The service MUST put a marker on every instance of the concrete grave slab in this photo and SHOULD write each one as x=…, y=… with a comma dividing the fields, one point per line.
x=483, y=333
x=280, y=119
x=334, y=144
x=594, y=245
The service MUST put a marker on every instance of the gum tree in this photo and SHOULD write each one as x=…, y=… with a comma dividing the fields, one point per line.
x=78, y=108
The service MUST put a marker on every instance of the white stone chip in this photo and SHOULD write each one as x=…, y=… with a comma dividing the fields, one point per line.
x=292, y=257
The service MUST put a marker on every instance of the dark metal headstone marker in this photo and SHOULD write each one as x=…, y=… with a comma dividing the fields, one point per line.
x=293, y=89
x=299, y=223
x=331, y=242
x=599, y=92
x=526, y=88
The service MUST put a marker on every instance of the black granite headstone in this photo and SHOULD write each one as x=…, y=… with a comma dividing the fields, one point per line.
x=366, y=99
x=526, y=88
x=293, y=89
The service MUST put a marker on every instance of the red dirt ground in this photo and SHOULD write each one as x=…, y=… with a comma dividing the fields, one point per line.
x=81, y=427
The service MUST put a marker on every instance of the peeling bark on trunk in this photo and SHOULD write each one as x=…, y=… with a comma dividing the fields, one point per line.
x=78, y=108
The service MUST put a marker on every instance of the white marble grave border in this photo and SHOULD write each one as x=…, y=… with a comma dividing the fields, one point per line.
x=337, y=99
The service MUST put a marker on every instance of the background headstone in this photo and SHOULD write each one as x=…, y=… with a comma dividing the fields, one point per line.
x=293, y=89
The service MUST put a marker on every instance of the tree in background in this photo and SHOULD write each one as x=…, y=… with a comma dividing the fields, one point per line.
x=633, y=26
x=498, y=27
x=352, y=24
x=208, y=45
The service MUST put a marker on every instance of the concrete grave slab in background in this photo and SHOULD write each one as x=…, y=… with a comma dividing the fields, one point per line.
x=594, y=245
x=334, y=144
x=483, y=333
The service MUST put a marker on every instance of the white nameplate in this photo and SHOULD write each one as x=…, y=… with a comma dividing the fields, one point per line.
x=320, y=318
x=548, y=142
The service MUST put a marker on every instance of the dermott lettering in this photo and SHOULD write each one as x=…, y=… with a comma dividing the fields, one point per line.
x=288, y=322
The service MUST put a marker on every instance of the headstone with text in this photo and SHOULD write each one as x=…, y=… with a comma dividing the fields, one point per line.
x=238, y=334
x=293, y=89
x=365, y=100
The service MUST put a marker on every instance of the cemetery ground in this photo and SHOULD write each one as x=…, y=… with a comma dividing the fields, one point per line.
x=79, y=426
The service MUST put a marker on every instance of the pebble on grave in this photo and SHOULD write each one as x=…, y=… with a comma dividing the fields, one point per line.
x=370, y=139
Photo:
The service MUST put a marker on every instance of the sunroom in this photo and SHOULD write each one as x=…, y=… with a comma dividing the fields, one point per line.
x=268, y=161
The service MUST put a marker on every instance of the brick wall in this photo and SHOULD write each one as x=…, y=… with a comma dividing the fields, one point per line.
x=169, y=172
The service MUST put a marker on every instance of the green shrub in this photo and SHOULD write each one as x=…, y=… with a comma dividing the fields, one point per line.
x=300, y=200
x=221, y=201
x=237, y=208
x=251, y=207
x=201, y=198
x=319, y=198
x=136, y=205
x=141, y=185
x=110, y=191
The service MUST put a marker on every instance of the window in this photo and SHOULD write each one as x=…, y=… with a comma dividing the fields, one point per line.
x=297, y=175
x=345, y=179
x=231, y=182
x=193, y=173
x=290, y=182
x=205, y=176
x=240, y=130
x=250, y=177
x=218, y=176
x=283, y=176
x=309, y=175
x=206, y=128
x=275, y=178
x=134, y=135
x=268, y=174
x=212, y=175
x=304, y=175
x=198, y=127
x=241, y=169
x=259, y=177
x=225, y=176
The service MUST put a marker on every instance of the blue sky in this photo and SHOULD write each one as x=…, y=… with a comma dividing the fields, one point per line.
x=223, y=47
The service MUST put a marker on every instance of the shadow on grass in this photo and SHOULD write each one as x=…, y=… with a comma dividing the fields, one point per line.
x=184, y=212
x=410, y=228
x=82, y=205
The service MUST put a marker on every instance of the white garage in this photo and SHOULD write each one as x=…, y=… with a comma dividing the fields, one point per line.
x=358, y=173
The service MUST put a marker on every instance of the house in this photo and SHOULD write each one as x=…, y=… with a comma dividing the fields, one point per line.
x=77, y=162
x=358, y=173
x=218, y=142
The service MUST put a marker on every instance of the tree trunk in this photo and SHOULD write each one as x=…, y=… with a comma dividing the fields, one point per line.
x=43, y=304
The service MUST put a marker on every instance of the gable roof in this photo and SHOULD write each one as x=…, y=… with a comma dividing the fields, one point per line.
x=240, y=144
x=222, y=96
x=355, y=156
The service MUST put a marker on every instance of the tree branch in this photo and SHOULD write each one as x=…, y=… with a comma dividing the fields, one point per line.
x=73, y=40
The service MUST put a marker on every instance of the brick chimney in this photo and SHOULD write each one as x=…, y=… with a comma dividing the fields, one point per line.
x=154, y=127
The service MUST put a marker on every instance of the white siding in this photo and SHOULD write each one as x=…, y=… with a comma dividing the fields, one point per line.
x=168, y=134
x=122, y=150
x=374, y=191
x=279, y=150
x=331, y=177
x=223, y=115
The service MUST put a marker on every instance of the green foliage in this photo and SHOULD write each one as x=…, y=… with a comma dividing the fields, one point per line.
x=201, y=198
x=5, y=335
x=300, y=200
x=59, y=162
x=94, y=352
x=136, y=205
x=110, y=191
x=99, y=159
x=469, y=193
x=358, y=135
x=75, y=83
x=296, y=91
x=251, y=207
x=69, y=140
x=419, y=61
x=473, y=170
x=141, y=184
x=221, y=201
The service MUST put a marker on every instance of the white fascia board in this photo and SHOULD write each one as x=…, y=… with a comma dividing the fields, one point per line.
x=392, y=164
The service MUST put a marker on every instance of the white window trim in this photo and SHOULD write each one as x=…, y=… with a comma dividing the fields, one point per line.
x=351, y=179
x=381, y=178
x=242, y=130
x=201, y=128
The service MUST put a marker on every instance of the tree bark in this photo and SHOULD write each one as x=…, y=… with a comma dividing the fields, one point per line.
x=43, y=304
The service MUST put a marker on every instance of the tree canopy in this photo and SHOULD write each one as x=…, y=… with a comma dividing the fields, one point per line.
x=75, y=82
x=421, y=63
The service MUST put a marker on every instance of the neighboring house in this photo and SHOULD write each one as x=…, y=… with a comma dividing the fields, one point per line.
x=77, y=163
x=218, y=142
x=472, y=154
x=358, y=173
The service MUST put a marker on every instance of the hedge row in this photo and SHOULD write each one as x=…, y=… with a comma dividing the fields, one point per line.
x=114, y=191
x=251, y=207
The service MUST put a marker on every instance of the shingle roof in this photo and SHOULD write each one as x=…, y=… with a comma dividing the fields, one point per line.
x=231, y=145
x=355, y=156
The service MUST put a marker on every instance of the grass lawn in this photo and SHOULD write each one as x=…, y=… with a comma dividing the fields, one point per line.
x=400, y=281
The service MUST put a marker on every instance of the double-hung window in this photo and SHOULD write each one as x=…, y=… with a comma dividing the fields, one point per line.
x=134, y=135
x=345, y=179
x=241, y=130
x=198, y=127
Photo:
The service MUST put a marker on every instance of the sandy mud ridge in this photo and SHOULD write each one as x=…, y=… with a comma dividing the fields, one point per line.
=====
* Work instruction *
Send back the complete set of entries, exactly as shown above.

* Answer section *
The service MUST put a marker on every instance of the concrete grave slab in this photo and SHOULD write each one as x=…, y=… with a comma dividing the fields, one point per line.
x=483, y=333
x=280, y=119
x=334, y=144
x=594, y=245
The service MUST put a marker on every instance of the gum tree in this photo and SHOULD write each one as x=…, y=… with a comma dividing the fields, one point per line.
x=78, y=108
The service MUST put a marker on every instance of the white stone chip in this photo and SHOULD write each one as x=…, y=… with a comma dividing the fields, one point per line.
x=292, y=257
The service MUST put a marker on every instance of the dark metal headstone marker in this photo and SHOULD write each one as x=…, y=… with a comma dividing the fields, one point per line.
x=293, y=89
x=299, y=223
x=331, y=242
x=599, y=92
x=526, y=88
The service MUST put a marker on every instance of the black granite headstone in this photo and SHOULD write each one as x=…, y=… with a comma dividing the fields, one point per line.
x=366, y=99
x=526, y=88
x=293, y=89
The service MUST put a marker on every instance of the red dirt ground in this photo and SHOULD write each one as x=…, y=… with a comma dividing the fields, one point per line.
x=81, y=427
The service MUST put a marker on every instance of the peeling bark on trunk in this photo and SHOULD write each one as x=…, y=… with a comma dividing the fields, one point per line.
x=78, y=108
The service MUST put a marker on every instance of the white marble grave border in this photo and SHOULD write each one as x=…, y=… with a comma dividing the fields, one point per line.
x=337, y=99
The service MUST put a marker on every instance of the background headstone in this photo and SHOULD write each one as x=…, y=… with a comma dividing the fields, one point per line.
x=293, y=89
The service MUST put a marker on every instance of the tree in background in this photo and SHOULD write each one as x=…, y=… with a comma dividing the fields, one point per line.
x=633, y=26
x=498, y=27
x=352, y=24
x=208, y=45
The service MUST put a marker on every instance of the concrete grave slab in background in this photo and SHOULD write each one as x=…, y=… with a comma dividing the fields, one point per line.
x=594, y=245
x=334, y=144
x=483, y=333
The service MUST put a marker on every instance of the white nameplate in this photo and SHOULD write each one as x=…, y=… with a comma dividing the fields, one point per line.
x=320, y=318
x=548, y=142
The service MUST put a marker on every instance of the dermott lettering in this photo and SHOULD write each one as x=…, y=… with a comma dividing the fields, one point per line.
x=288, y=322
The service MUST put a marker on every instance of the headstone with text in this photo and SHOULD write each one as x=…, y=… with a comma dividing the fields, one point per line.
x=238, y=334
x=293, y=89
x=365, y=100
The service MUST put a marker on every instance of the cemetery ground in this photo and SHOULD write each one as x=…, y=… with a comma dividing the fields, one point per line.
x=79, y=426
The service MUST put a marker on every instance of the pebble on grave in this photo and SHOULD write each one as x=…, y=… with a comma dividing the fields, one point per line.
x=370, y=139
Photo:
The service MUST put a marker on every instance of the sunroom in this photo and SHOULD write each one as x=…, y=… with a comma dividing the fields, one point per line.
x=268, y=161
The service MUST put a marker on every instance of the brick wall in this photo and SHOULD write each one as x=…, y=… with a comma dividing the fields, one point per line.
x=169, y=172
The service MUST put a marker on every instance of the green shrub in this photo and SHOULD write each one as x=…, y=… with a comma dividing the fields, one point per line.
x=300, y=200
x=221, y=201
x=237, y=208
x=251, y=207
x=201, y=198
x=319, y=198
x=136, y=205
x=141, y=185
x=110, y=191
The service MUST put a marker on every instance of the window in this photo and SHOULD write each one as x=…, y=… with a comma dividing the fields, one point per line.
x=297, y=175
x=345, y=179
x=231, y=182
x=193, y=173
x=290, y=182
x=205, y=176
x=240, y=130
x=250, y=177
x=218, y=176
x=283, y=176
x=309, y=175
x=206, y=128
x=275, y=178
x=134, y=135
x=268, y=174
x=212, y=175
x=304, y=175
x=198, y=127
x=241, y=169
x=259, y=177
x=225, y=176
The service MUST put a marker on every instance of the blue sky in this photo and SHOULD write each one as x=…, y=… with a comma dividing the fields, one point per line.
x=223, y=47
The service MUST put a marker on every instance of the shadow on grass in this photo and SHOULD write each one as x=…, y=… with a comma dividing the fields, one point per line.
x=184, y=212
x=410, y=228
x=82, y=205
The service MUST put a marker on every instance of the white garage in this photo and SHOULD write each one as x=…, y=… with a comma dividing the fields, one point per line.
x=358, y=173
The service MUST put a marker on every instance of the house in this photo and SHOULD write each one as x=…, y=… with a comma dividing the fields, one point per line.
x=77, y=162
x=358, y=173
x=218, y=142
The service MUST put a marker on every instance of the tree trunk in this photo and SHOULD write each one as x=…, y=… with a comma dividing the fields, one point per line.
x=43, y=304
The service MUST put a marker on every instance of the gable roof in this photo and SHOULD write each one as x=…, y=… with a comma dividing the fields, one point per line.
x=240, y=144
x=222, y=96
x=355, y=156
The service MUST put a marker on every instance of the tree branch in this photo and SHOULD write each one as x=…, y=… with a comma dividing the fields, one point per line.
x=73, y=40
The service MUST put a marker on every instance of the brick chimney in this photo and SHOULD write each one as x=…, y=… with a comma dividing the fields, one point per line.
x=154, y=127
The service MUST put a marker on every instance of the white siding in this photo and SHOULD write each one as x=…, y=… with a comma dividing the fields, one point per line.
x=168, y=134
x=122, y=150
x=374, y=191
x=279, y=150
x=331, y=177
x=223, y=115
The service MUST put a marker on every instance of the green foliage in this photo and SHOULD write each one as x=…, y=… with a comma dividing the fields, one point per line.
x=201, y=198
x=5, y=335
x=300, y=200
x=59, y=162
x=94, y=352
x=136, y=205
x=110, y=191
x=99, y=159
x=469, y=193
x=358, y=135
x=75, y=83
x=296, y=91
x=251, y=207
x=69, y=140
x=419, y=61
x=473, y=170
x=141, y=184
x=221, y=201
The service MUST put a marker on every instance of the white fascia board in this photo and SHOULD write each one as x=…, y=… with a comma dividing the fields, one point per line.
x=392, y=164
The service MUST put a marker on every instance of the white window trim in this photo and SHOULD write each one as x=…, y=… with a comma dividing the fields, one point per line.
x=351, y=179
x=381, y=178
x=242, y=130
x=201, y=128
The service MUST put a marker on every instance of the tree bark in this photo and SHOULD write each one as x=…, y=… with a comma dividing the fields, one point per line.
x=43, y=304
The service MUST put a marker on every instance of the tree canopy in this photo and SHOULD write each one as x=…, y=… with a comma dividing the fields, one point per line.
x=75, y=82
x=421, y=63
The service MUST put a marker on every instance of the neighboring house in this photo and SHOULD write each one as x=…, y=… with a comma dividing the fields, one point per line.
x=77, y=163
x=218, y=142
x=472, y=154
x=358, y=173
The service MUST put a marker on every instance of the hedge row in this photo and SHOULD write each one as x=…, y=… with a comma dividing the fields, one point per line.
x=114, y=191
x=251, y=207
The service MUST put a marker on every instance of the shingle roof in this photo and SHOULD write each one as x=…, y=… with a comma dividing the fields, one point per line.
x=231, y=145
x=355, y=156
The service MUST put a marker on every instance of the grass lawn in this photo and SHOULD write each one as x=…, y=… with a comma dividing the fields, one point per line.
x=400, y=281
The service MUST put a marker on every instance of the double-hung window in this photo and SHOULD write each one as x=…, y=… with a comma dividing the fields, one point per line.
x=134, y=135
x=345, y=179
x=241, y=130
x=198, y=127
Photo:
The service MUST put a marker on every instance of the sandy mud ridge in this photo and SHOULD write each one as x=…, y=… with a comma dividing the fields, one point per line.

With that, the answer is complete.